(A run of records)
.....
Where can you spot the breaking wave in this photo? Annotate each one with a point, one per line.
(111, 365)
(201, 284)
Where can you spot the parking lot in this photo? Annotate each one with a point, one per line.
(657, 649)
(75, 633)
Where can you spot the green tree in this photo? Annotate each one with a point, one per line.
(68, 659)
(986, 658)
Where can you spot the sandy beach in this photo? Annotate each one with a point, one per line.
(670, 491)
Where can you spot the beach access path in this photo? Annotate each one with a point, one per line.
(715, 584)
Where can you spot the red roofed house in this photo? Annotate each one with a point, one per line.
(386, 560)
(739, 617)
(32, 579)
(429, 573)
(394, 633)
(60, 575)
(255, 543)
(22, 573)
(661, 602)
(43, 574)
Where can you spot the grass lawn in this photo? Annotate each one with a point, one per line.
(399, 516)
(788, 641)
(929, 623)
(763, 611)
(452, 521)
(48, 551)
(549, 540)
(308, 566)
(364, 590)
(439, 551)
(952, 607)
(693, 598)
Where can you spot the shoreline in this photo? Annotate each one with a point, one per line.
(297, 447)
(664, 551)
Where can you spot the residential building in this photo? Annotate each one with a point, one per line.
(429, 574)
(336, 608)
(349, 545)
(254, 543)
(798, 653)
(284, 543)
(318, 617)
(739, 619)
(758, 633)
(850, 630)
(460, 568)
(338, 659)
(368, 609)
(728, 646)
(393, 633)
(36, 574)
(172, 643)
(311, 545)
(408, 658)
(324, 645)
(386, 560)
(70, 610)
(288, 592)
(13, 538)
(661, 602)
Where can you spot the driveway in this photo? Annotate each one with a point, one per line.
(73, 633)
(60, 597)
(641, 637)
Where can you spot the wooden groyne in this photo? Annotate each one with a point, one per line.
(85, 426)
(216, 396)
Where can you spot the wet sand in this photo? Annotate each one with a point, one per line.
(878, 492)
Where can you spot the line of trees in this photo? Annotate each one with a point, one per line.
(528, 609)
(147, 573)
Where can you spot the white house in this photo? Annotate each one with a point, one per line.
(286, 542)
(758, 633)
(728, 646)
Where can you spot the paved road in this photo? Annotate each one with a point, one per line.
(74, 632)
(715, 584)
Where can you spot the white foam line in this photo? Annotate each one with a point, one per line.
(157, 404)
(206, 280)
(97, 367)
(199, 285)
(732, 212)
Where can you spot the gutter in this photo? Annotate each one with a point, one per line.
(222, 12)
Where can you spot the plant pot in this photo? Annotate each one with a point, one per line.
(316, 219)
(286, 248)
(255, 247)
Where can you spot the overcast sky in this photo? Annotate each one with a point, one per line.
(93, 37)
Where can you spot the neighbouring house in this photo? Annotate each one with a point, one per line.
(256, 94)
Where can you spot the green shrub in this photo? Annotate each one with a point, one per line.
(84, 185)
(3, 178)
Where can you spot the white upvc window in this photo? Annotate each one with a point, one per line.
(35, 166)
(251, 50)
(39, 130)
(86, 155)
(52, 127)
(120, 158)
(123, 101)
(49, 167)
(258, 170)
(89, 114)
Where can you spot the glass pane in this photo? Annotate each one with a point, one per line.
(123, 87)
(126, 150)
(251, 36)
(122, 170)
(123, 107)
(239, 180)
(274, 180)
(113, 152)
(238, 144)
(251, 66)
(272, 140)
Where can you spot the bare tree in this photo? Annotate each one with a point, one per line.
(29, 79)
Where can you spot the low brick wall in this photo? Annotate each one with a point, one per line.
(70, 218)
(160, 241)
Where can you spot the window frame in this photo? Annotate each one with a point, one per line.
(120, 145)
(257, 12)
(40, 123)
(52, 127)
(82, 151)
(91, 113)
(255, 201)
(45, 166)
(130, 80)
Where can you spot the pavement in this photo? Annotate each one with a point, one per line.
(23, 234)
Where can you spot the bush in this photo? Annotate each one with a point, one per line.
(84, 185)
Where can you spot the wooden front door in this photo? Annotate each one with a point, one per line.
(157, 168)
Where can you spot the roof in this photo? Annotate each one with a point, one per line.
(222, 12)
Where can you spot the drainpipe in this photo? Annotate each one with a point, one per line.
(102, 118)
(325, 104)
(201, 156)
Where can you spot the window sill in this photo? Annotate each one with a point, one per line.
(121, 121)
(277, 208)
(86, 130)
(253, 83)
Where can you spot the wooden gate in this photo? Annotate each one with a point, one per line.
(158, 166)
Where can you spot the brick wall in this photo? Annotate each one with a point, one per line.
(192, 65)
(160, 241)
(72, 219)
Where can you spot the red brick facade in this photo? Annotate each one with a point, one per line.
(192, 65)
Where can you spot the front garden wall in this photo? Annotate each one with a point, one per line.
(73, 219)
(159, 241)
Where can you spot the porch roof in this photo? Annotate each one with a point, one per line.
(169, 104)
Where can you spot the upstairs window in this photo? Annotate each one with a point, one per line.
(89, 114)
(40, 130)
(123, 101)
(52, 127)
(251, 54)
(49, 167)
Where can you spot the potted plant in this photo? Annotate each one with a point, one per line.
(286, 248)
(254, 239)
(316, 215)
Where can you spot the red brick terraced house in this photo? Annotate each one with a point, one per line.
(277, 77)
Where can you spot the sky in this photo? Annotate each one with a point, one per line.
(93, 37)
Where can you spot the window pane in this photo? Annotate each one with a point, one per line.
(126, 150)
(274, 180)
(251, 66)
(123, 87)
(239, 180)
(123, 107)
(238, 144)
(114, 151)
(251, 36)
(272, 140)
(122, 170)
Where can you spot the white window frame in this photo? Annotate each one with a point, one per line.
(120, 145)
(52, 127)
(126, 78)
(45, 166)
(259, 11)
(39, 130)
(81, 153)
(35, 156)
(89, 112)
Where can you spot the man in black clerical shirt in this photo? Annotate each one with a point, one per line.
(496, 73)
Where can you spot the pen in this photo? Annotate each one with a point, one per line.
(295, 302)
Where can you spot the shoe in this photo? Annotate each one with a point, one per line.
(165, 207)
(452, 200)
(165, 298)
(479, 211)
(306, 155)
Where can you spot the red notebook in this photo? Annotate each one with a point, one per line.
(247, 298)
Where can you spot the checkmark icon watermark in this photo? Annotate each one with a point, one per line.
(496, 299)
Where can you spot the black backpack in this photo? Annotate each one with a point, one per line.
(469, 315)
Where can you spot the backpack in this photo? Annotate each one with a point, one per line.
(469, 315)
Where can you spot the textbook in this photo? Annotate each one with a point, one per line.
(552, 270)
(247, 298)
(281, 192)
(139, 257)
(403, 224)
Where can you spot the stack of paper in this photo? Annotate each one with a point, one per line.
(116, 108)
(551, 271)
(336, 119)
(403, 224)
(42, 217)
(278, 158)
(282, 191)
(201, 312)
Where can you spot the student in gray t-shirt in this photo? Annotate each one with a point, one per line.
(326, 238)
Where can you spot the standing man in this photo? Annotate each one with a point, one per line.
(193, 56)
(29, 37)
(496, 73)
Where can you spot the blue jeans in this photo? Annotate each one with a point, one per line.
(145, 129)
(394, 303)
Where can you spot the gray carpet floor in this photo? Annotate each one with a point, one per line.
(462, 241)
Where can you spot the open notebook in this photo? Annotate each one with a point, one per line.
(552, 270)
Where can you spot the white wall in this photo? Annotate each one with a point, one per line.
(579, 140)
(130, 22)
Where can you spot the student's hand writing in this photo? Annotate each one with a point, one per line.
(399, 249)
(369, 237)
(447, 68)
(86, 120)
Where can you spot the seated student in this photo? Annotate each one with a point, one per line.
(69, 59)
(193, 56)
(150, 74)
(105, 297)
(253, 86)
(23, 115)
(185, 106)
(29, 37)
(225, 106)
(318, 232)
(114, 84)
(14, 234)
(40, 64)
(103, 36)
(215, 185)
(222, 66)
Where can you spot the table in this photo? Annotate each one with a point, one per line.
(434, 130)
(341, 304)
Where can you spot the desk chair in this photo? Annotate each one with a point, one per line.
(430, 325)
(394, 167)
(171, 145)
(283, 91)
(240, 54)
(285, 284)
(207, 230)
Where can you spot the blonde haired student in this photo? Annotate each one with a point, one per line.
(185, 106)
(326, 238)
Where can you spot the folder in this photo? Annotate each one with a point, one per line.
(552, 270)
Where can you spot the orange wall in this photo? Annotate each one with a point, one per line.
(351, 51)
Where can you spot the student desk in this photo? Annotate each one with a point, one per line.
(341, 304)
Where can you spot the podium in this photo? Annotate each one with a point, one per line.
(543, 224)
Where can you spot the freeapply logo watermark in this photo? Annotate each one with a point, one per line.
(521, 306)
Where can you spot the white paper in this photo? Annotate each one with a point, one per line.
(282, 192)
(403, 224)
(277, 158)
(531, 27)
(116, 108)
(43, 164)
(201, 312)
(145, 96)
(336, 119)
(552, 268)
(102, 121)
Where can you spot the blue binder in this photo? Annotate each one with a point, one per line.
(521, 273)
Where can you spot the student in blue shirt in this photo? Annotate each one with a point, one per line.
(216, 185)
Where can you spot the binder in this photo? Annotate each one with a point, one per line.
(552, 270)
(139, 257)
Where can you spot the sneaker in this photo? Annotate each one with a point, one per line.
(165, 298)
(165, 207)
.....
• **TASK DETAILS**:
Find the line containing "Where can you spot the open". Reproduce it exactly, along with every line after it through the last.

• **WORKED ANSWER**:
Where can you spot the open notebook in this photo? Annotate each one with a point, one per line.
(552, 270)
Where can you spot the white wall in this photo? Annotate each one with a point, one per line.
(579, 140)
(130, 22)
Where can you spot the student's hand writing in this photo? Annotate each one with a point, one per line.
(399, 249)
(369, 237)
(447, 68)
(86, 120)
Where can you spot the seated student in this photo? Annotate each one with a point, one per line.
(69, 59)
(193, 56)
(150, 74)
(105, 297)
(253, 86)
(23, 115)
(185, 106)
(29, 37)
(225, 106)
(318, 232)
(114, 84)
(14, 234)
(40, 64)
(103, 36)
(215, 185)
(222, 66)
Where can you spot the table in this photo? Annotate each one with a point, one per line.
(434, 130)
(341, 304)
Where can you spot the desk chair in this photo? Annotate each one with a point, one per line.
(430, 325)
(394, 167)
(171, 145)
(283, 91)
(240, 54)
(285, 284)
(207, 230)
Where can you spot the blonde haired student in this photo? Annotate each one with a point, one per line.
(185, 106)
(326, 238)
Where can you spot the folder in this photo? Annotate each one with a point, one per line.
(552, 270)
Where can you spot the orange wall in this photo? Annotate each one with a point, one per line.
(351, 51)
Where can you spot the student desk in this photo? Annotate each one with a point, one per line.
(341, 304)
Where can you spot the podium in this photo? Annotate each one with a point, one per line.
(543, 224)
Where can you spot the freeapply logo watermark in this photo? Annotate each one with a point, one per line.
(521, 306)
Where can you spot the white paper in this photo? Annotate each one with a point, one per line.
(282, 192)
(403, 224)
(277, 158)
(531, 27)
(116, 108)
(43, 164)
(201, 312)
(145, 96)
(336, 119)
(552, 268)
(102, 121)
Where can you spot the blue binder in this photo? Annotate each one with a point, one per line.
(521, 273)
Where can you spot the student in blue shirt in this photo? Annotate each one with a point, one per line.
(216, 185)
Where can you spot the binder in this photo? Annotate each one with a point, one per line.
(552, 270)
(139, 257)
Where can you spot the sneaker in this photo? Annotate each one with a point, one per line.
(165, 298)
(165, 207)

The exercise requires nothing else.